Gather every line in the records below that contains the word "wheel", and copy each one.
** START OF PROVIDED DATA **
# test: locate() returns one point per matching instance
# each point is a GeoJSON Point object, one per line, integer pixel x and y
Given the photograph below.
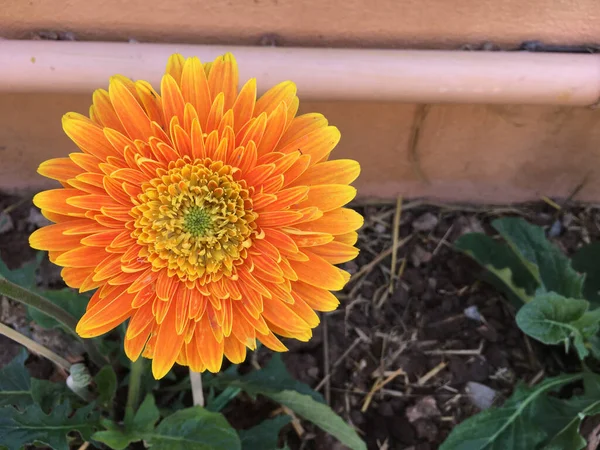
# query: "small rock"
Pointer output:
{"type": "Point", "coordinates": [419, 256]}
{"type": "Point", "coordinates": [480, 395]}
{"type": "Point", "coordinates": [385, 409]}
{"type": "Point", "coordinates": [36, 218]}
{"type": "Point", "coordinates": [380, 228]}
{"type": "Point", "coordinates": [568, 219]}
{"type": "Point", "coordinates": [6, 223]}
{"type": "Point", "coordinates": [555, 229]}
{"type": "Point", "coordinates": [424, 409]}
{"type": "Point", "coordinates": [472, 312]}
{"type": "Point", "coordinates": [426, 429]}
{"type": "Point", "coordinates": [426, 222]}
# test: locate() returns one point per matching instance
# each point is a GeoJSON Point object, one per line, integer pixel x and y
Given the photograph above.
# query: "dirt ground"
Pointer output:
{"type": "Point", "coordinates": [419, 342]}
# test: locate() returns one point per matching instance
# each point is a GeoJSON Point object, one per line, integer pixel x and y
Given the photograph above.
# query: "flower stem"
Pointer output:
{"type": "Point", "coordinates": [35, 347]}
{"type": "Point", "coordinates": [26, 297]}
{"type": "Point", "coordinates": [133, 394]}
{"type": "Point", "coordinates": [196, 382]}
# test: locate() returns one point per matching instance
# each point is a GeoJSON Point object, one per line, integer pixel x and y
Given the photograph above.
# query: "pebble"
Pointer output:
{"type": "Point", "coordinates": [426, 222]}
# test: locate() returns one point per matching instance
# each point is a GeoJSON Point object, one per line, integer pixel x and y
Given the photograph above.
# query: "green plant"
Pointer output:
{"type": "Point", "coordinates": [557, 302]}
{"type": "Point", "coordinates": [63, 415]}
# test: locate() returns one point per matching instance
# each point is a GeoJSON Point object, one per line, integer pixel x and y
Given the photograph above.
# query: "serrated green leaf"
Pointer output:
** END OF PROVIDED DATA **
** START OF PROVIDED DATA **
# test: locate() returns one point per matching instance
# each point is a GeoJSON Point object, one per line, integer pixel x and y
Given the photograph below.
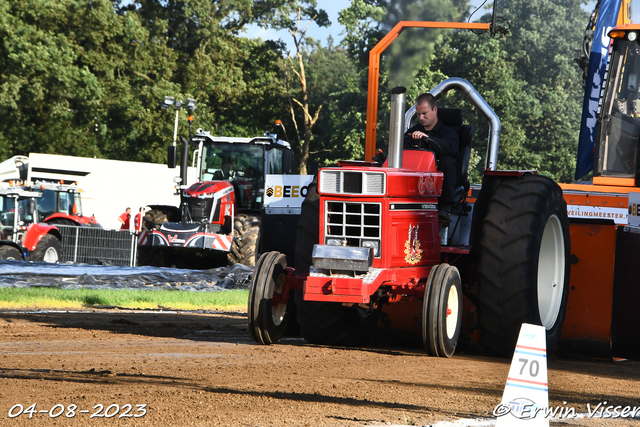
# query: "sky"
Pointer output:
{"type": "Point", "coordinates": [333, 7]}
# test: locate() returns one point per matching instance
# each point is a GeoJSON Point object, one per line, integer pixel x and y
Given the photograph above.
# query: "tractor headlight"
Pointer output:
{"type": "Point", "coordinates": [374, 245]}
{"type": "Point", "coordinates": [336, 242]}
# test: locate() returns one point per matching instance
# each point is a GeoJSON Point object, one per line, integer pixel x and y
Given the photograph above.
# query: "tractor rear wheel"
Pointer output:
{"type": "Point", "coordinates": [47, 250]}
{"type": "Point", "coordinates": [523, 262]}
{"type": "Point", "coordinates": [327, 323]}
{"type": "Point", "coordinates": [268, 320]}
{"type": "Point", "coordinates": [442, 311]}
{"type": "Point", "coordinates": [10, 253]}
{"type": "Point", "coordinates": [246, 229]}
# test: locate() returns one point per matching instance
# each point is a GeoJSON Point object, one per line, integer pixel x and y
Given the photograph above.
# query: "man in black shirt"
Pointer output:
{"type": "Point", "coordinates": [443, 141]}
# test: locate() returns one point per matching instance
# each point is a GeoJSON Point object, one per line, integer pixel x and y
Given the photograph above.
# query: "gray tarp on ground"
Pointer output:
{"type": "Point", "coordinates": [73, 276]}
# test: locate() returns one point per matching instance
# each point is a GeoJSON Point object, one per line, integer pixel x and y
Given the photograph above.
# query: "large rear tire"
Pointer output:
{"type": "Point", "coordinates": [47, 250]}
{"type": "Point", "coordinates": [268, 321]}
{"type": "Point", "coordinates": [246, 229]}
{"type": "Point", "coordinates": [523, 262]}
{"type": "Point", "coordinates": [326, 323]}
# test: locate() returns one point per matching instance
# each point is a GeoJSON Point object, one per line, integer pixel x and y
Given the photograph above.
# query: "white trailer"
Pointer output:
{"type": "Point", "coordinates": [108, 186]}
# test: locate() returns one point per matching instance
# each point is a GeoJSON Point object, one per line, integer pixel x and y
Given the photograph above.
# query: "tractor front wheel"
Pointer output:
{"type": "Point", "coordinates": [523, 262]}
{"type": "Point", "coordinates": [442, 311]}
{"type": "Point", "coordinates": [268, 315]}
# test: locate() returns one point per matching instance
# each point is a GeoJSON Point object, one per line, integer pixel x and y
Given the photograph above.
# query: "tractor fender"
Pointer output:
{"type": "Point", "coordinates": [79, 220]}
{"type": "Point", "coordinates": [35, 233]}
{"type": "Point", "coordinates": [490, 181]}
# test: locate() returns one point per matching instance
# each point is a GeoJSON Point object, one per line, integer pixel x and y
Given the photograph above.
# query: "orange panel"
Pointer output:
** END OF PROVIDED DATA **
ANSWER:
# query: "tractor rear wheel"
# query: "tractor front wheel"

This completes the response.